- WHAT IS NEEDED -
Identify every line in the entries below that contains the word "video", and copy each such line in full.

- DATA TO USE -
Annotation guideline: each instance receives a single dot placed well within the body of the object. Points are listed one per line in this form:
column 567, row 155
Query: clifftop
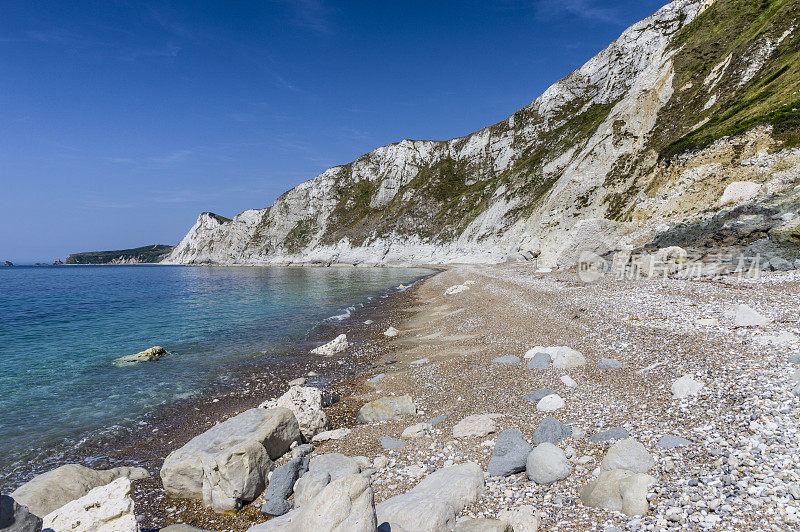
column 573, row 168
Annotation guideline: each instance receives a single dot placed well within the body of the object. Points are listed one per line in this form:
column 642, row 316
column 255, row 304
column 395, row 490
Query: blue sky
column 121, row 121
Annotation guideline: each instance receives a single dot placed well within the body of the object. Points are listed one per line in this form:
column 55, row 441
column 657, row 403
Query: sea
column 63, row 327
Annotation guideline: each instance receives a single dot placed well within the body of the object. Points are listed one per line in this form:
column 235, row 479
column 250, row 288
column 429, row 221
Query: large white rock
column 228, row 464
column 386, row 408
column 628, row 454
column 739, row 192
column 474, row 426
column 685, row 386
column 106, row 508
column 309, row 486
column 619, row 490
column 432, row 505
column 52, row 490
column 747, row 317
column 305, row 402
column 344, row 505
column 337, row 345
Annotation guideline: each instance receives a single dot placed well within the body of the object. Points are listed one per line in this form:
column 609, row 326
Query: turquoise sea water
column 61, row 328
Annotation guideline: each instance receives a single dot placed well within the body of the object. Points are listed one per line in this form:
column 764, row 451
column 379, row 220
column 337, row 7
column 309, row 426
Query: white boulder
column 619, row 490
column 227, row 465
column 433, row 504
column 685, row 386
column 106, row 508
column 305, row 402
column 550, row 403
column 337, row 345
column 747, row 317
column 52, row 490
column 628, row 454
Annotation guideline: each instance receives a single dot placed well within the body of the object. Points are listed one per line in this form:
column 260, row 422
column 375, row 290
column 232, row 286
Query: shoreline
column 259, row 374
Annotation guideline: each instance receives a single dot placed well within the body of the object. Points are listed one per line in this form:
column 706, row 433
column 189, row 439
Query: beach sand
column 746, row 409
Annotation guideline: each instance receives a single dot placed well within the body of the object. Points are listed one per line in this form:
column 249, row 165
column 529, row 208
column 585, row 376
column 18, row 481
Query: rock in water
column 280, row 486
column 550, row 403
column 552, row 431
column 335, row 464
column 614, row 433
column 104, row 508
column 685, row 386
column 747, row 317
column 619, row 490
column 386, row 408
column 147, row 355
column 510, row 454
column 433, row 504
column 628, row 454
column 521, row 518
column 52, row 490
column 474, row 426
column 16, row 518
column 305, row 402
column 227, row 465
column 337, row 345
column 309, row 486
column 547, row 464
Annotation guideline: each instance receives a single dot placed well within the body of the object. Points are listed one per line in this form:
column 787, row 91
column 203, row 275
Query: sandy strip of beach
column 739, row 469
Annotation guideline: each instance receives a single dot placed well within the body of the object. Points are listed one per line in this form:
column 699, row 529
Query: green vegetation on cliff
column 144, row 254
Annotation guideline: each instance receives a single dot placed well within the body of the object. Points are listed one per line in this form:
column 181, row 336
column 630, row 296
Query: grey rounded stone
column 552, row 431
column 280, row 486
column 537, row 395
column 614, row 433
column 510, row 454
column 540, row 361
column 547, row 464
column 609, row 363
column 628, row 454
column 16, row 518
column 670, row 441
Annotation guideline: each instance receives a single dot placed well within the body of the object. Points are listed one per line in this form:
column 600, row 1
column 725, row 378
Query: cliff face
column 583, row 166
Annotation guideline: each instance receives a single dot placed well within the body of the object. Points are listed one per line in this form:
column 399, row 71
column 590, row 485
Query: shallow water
column 61, row 328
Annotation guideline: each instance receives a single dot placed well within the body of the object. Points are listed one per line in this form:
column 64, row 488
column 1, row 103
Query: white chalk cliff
column 593, row 163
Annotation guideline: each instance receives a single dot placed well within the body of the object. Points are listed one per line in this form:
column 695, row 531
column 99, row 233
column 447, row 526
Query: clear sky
column 121, row 121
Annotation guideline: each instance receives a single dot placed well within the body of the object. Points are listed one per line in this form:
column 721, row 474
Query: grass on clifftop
column 734, row 28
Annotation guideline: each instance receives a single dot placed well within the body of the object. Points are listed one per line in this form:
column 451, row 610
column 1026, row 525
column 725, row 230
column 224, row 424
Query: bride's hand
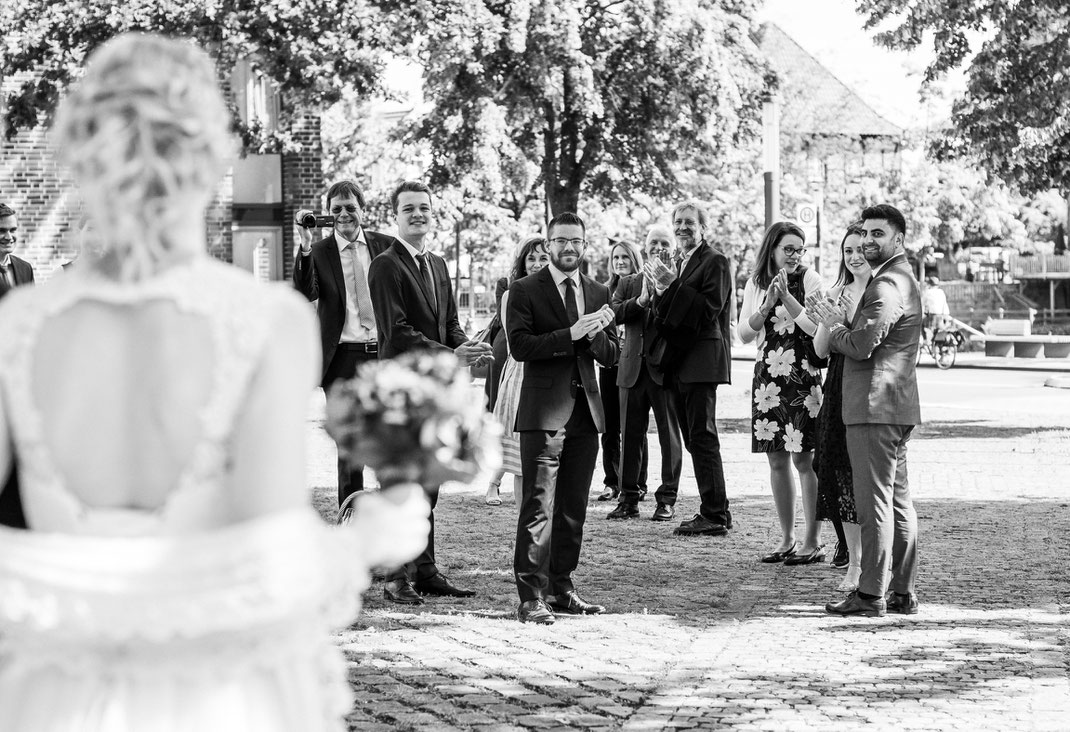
column 393, row 524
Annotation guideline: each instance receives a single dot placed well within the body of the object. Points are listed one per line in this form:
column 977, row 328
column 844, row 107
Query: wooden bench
column 1011, row 336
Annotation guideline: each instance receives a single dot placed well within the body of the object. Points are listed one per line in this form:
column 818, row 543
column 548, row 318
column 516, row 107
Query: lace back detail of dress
column 229, row 302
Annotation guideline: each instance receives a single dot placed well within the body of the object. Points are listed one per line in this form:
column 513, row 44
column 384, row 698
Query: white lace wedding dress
column 169, row 613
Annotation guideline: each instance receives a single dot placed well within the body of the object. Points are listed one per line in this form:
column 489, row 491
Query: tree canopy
column 306, row 47
column 1013, row 119
column 600, row 97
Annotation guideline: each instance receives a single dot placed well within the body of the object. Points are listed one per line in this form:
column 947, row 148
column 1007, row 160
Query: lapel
column 589, row 293
column 692, row 261
column 551, row 292
column 413, row 268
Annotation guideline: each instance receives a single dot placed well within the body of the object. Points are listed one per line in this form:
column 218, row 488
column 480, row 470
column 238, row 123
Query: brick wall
column 303, row 186
column 32, row 184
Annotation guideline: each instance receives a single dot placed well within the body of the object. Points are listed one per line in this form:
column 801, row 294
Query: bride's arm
column 269, row 470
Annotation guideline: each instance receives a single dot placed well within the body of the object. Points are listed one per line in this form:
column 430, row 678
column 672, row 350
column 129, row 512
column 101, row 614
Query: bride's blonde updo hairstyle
column 147, row 136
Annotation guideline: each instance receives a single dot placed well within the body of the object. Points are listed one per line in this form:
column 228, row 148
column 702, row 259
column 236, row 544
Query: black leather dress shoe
column 778, row 555
column 904, row 605
column 663, row 513
column 535, row 611
column 401, row 592
column 440, row 584
column 624, row 511
column 570, row 604
column 856, row 606
column 700, row 525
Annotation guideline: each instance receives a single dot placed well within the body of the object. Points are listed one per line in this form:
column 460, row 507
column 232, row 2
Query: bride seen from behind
column 173, row 575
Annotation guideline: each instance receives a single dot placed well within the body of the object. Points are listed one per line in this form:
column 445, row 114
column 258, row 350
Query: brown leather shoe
column 700, row 525
column 663, row 513
column 440, row 584
column 535, row 611
column 401, row 592
column 571, row 604
column 856, row 606
column 904, row 605
column 624, row 511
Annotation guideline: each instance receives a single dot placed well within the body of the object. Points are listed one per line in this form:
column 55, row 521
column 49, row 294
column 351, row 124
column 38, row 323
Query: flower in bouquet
column 415, row 417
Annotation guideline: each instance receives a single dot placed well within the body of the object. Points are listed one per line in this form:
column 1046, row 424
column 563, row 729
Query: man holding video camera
column 334, row 272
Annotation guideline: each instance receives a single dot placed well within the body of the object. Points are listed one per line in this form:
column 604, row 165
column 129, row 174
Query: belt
column 369, row 347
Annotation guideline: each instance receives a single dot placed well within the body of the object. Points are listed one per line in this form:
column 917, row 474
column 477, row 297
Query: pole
column 770, row 158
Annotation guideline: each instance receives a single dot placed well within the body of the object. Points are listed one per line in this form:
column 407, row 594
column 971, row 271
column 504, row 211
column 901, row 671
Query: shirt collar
column 884, row 265
column 342, row 242
column 413, row 252
column 560, row 276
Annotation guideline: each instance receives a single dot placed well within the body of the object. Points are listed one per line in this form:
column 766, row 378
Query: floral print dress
column 786, row 386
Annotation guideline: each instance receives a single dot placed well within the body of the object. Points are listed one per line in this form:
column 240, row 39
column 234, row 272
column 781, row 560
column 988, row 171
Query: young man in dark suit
column 334, row 272
column 642, row 389
column 559, row 417
column 881, row 408
column 692, row 306
column 415, row 309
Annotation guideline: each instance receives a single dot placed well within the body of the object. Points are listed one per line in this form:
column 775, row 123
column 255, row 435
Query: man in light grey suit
column 880, row 410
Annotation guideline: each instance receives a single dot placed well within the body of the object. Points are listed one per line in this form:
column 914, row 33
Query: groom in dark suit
column 13, row 273
column 415, row 309
column 692, row 308
column 881, row 408
column 334, row 273
column 559, row 417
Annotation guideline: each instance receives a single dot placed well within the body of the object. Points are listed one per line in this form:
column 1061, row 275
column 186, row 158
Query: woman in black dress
column 836, row 498
column 786, row 386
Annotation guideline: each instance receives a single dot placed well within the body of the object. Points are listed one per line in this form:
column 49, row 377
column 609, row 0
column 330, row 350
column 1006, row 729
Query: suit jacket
column 698, row 304
column 880, row 374
column 538, row 336
column 407, row 316
column 638, row 332
column 23, row 272
column 319, row 277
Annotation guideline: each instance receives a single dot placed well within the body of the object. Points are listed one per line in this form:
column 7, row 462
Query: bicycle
column 943, row 345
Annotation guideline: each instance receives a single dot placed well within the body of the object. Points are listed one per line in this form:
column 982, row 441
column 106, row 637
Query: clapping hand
column 660, row 275
column 475, row 353
column 823, row 309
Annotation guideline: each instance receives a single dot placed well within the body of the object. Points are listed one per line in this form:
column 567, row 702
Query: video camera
column 310, row 219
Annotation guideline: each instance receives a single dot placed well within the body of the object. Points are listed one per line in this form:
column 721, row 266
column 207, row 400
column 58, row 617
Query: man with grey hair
column 691, row 313
column 642, row 389
column 13, row 270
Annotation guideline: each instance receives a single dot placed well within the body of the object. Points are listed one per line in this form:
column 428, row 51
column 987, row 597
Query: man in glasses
column 334, row 272
column 560, row 322
column 691, row 311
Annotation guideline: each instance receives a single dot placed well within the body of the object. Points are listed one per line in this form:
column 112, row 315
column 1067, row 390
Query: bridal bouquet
column 414, row 418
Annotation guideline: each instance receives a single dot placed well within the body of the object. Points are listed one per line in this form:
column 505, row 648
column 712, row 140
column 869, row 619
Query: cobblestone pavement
column 702, row 636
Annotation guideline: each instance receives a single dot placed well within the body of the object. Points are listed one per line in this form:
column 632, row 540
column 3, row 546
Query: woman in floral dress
column 836, row 496
column 786, row 386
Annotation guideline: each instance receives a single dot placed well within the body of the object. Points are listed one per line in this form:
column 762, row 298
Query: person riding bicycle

- COMPLETE OUTPUT -
Query: man holding video camera
Query: video camera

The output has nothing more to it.